From the first line of the records through the line containing "phrase -- man in blue jeans", retype every line exactly and nothing else.

[Stored data entries]
——————————

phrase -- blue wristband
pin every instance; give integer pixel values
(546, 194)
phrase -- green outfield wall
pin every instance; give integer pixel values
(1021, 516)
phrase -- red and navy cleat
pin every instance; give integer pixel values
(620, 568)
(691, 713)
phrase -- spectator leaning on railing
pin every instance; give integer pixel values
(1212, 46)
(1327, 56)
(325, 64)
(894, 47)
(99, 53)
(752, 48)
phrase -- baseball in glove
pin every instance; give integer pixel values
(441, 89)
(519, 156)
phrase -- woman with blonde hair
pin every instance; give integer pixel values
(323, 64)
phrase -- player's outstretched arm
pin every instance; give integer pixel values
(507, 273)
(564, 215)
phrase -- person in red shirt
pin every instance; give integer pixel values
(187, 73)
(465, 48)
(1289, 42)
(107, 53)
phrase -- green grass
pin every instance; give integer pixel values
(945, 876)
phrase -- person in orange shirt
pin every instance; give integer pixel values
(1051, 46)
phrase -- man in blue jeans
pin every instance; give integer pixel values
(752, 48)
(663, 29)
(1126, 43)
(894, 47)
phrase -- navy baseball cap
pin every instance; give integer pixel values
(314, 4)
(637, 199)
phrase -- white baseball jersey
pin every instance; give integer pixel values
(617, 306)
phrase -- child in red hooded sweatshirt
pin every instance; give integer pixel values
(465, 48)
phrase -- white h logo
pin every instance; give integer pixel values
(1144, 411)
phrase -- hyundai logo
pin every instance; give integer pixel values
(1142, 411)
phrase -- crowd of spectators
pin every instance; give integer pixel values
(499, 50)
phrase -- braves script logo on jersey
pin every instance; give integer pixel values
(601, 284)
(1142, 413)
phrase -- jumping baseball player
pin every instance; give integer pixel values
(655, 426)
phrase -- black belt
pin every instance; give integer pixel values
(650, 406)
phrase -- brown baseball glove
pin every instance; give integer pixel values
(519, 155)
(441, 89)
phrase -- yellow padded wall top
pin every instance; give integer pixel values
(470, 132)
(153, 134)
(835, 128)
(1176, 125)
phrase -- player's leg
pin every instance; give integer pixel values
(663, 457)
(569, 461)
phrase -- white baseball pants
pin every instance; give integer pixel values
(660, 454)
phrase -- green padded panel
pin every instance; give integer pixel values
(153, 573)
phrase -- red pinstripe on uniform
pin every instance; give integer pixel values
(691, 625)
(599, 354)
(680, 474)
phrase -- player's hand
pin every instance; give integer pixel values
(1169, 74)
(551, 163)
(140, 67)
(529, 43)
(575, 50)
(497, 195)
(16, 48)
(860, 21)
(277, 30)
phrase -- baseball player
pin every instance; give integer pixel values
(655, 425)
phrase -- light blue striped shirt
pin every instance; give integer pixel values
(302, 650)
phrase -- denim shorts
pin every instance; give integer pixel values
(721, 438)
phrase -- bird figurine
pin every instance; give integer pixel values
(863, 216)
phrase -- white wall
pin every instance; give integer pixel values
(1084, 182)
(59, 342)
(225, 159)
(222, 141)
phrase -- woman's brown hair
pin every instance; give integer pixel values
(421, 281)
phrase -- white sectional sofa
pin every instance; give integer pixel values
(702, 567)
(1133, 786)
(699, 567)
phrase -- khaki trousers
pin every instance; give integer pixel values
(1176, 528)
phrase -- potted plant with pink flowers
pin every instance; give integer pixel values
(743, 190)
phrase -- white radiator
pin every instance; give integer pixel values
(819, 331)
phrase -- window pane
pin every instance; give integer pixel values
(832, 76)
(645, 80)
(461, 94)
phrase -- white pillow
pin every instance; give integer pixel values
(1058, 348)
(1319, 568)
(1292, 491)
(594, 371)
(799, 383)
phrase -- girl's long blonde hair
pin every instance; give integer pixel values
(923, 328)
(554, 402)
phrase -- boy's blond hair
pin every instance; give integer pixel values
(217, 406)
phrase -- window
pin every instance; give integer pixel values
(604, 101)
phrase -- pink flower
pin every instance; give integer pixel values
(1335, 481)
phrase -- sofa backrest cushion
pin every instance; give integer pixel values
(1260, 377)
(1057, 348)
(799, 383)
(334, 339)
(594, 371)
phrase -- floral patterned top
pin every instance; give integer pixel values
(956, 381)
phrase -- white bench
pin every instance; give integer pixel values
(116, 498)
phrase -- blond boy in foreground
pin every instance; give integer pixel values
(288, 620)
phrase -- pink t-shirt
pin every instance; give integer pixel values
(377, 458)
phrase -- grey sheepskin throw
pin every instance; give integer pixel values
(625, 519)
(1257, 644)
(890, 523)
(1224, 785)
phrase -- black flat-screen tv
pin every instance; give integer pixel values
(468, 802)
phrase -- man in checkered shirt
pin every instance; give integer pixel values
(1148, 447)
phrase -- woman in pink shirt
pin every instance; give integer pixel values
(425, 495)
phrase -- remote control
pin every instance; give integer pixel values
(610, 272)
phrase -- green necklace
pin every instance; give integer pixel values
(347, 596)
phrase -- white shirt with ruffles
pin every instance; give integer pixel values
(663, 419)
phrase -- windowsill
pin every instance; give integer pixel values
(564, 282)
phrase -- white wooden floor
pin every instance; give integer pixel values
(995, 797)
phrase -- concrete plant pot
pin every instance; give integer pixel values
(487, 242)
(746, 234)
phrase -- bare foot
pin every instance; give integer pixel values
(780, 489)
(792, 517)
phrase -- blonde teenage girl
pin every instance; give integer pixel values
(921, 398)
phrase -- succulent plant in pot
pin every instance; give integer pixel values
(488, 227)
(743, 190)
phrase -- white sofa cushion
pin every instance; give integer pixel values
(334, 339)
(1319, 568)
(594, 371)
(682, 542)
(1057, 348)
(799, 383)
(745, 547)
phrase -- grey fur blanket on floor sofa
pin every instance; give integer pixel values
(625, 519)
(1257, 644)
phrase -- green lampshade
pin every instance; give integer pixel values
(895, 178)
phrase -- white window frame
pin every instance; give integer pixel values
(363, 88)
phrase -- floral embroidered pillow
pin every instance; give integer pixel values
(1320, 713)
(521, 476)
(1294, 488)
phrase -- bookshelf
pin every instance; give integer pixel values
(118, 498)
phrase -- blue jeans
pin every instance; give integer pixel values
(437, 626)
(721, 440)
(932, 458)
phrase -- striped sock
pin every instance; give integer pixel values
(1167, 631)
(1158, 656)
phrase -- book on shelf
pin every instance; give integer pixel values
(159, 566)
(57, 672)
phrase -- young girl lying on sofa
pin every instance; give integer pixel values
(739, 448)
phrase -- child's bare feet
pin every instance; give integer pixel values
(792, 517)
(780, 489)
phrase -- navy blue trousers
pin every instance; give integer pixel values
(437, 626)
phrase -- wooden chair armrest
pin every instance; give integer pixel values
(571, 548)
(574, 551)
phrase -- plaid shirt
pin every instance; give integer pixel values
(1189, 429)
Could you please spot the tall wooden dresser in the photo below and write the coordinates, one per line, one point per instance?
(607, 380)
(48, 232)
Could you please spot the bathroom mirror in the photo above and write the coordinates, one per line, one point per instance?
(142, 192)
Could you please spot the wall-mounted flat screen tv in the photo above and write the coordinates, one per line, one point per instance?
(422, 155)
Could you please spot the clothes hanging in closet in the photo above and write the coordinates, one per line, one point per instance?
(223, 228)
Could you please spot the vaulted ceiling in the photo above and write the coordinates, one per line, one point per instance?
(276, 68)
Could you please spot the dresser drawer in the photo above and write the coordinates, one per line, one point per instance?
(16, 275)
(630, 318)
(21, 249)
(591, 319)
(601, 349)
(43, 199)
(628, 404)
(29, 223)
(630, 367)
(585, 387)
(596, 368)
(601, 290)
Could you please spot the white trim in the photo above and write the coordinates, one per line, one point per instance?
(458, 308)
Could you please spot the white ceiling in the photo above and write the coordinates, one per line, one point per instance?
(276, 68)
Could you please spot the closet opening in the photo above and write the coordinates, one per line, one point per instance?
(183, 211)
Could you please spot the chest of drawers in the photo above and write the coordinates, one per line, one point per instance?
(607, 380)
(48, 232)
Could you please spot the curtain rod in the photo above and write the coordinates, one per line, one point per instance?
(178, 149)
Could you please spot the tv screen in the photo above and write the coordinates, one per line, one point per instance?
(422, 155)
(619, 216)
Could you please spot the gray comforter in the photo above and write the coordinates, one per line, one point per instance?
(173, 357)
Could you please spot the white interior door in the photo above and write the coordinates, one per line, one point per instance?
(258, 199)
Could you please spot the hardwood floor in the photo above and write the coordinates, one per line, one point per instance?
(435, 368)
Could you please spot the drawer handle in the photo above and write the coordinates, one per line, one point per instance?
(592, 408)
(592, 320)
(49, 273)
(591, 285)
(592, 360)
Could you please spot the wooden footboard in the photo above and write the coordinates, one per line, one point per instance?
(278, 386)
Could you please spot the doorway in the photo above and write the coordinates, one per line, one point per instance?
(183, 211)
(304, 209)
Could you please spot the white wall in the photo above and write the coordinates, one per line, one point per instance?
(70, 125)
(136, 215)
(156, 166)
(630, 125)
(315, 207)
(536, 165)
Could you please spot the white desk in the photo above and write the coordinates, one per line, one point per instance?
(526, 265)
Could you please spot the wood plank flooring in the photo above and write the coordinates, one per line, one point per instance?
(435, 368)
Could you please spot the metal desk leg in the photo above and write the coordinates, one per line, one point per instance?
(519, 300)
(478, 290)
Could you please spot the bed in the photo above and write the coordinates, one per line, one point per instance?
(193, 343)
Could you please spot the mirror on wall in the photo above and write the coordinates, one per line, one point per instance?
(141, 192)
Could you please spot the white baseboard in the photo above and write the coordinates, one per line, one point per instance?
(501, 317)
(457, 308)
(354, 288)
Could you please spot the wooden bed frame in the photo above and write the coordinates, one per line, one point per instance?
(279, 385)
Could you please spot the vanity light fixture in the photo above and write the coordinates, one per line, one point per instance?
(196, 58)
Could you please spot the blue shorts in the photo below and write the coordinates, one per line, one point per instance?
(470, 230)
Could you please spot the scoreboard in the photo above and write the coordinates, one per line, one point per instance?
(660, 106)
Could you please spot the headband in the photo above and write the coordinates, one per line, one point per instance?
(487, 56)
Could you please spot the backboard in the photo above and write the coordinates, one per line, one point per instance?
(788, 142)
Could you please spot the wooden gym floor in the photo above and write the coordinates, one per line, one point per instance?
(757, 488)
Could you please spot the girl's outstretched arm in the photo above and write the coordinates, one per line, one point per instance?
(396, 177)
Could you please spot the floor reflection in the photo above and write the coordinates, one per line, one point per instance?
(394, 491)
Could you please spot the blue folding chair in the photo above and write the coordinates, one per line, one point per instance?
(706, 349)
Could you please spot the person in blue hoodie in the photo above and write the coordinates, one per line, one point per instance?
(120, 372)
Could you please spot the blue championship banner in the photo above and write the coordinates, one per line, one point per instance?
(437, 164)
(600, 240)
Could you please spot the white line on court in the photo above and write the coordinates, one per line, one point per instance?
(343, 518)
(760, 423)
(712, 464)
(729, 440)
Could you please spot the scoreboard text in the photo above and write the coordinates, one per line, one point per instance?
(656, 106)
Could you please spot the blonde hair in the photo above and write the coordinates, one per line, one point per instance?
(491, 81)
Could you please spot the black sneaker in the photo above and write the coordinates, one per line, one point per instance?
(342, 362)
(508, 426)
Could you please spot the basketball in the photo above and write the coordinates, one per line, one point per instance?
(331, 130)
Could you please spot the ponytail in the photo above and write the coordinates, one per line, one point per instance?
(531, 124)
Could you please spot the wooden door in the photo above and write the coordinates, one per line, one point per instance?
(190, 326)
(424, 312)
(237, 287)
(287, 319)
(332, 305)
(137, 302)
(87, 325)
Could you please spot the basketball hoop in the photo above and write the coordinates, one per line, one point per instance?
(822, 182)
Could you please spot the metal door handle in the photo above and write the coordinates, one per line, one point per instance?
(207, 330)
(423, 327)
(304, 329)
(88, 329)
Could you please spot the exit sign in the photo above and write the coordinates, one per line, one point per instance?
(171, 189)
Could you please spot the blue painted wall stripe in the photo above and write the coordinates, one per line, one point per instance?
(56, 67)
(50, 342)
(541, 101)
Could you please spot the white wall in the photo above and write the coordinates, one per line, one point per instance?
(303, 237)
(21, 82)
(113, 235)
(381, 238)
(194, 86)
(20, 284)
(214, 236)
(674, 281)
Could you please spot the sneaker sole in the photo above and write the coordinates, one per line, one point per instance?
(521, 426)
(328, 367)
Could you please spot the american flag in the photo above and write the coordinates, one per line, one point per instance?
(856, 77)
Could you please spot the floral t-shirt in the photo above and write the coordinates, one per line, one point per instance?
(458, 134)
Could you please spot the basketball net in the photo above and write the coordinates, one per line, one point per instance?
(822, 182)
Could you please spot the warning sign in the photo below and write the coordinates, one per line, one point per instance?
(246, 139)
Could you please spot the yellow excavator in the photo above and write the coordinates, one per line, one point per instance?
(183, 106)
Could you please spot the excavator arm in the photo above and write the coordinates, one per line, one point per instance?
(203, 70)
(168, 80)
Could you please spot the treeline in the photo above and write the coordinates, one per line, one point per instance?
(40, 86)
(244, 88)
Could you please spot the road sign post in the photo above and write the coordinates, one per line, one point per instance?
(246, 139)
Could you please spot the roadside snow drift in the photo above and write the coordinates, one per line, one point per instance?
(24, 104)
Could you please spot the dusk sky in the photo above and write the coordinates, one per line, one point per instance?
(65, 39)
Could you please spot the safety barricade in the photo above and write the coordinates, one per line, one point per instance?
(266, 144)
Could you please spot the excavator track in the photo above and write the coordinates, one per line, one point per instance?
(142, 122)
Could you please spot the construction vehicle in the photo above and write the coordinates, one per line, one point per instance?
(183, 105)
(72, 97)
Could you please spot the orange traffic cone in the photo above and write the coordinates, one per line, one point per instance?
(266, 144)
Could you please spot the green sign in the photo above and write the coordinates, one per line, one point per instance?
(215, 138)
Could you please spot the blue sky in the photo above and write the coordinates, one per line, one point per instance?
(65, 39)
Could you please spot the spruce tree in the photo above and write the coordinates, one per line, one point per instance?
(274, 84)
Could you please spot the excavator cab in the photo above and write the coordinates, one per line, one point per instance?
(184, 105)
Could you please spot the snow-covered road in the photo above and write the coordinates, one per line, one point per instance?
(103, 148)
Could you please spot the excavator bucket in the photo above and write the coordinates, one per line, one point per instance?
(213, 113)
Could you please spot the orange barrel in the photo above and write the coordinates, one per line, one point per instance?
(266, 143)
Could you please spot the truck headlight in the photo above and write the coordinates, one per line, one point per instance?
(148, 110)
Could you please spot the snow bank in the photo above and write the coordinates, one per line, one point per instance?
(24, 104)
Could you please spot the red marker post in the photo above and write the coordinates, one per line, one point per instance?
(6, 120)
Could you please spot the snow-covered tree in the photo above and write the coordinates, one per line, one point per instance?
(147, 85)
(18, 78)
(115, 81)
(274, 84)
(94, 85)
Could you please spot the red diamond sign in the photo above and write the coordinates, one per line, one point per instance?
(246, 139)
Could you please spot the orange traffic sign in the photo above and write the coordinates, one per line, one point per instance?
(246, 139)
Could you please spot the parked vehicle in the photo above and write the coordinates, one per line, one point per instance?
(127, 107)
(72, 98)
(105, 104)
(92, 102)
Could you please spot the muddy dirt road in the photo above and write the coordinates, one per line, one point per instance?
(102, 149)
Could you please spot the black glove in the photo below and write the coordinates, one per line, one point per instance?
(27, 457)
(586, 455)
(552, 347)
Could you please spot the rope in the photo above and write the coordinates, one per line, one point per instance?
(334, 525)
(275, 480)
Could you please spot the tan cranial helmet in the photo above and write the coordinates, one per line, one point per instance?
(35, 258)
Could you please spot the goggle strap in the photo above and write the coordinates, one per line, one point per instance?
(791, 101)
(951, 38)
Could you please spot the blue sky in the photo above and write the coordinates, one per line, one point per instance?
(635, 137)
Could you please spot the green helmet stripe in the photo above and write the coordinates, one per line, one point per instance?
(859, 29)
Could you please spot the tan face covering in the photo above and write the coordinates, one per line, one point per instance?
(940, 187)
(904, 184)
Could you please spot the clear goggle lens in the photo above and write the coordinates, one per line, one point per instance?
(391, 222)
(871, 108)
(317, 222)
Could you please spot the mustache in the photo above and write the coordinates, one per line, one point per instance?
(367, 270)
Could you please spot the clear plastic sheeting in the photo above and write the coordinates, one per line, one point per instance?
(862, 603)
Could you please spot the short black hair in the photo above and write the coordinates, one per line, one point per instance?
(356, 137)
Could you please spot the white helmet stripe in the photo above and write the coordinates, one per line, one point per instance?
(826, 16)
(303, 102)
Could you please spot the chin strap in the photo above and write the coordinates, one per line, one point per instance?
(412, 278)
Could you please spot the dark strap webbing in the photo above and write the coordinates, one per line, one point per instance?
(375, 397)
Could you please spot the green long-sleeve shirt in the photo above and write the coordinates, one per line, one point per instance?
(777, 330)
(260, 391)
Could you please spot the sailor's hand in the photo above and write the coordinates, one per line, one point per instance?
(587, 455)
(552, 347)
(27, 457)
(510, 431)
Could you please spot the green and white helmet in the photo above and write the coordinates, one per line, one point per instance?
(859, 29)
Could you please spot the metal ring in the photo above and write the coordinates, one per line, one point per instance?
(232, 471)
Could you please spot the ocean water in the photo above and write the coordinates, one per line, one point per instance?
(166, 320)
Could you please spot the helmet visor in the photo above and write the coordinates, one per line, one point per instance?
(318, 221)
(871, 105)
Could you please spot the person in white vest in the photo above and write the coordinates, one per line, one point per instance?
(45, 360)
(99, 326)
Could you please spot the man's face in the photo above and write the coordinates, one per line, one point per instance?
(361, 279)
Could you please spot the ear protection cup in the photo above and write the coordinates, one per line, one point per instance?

——————————

• [Solution to the exercise]
phrase -- blue wristband
pin every instance; give integer pixel values
(546, 194)
phrase -- green outfield wall
pin every instance; give integer pixel values
(1021, 516)
phrase -- red and navy cleat
pin every instance; give integer pixel values
(620, 568)
(691, 713)
phrase -- spectator leaning on railing
pin every instance; give integer pixel values
(1212, 46)
(1327, 56)
(325, 64)
(894, 47)
(99, 53)
(752, 48)
phrase -- baseball in glove
pin every instance; give integer pixel values
(441, 89)
(519, 156)
phrase -- woman with blonde hair
pin every instance; give integer pixel values
(323, 64)
phrase -- player's outstretched arm
pin every instance; give integer pixel values
(507, 273)
(564, 215)
phrase -- person in red shirt
pin every instance; give integer pixel values
(187, 73)
(465, 48)
(1289, 42)
(107, 53)
phrase -- green grass
pin every instance; give integer pixel values
(945, 876)
phrase -- person in orange shirt
pin every instance; give integer pixel values
(1051, 46)
phrase -- man in blue jeans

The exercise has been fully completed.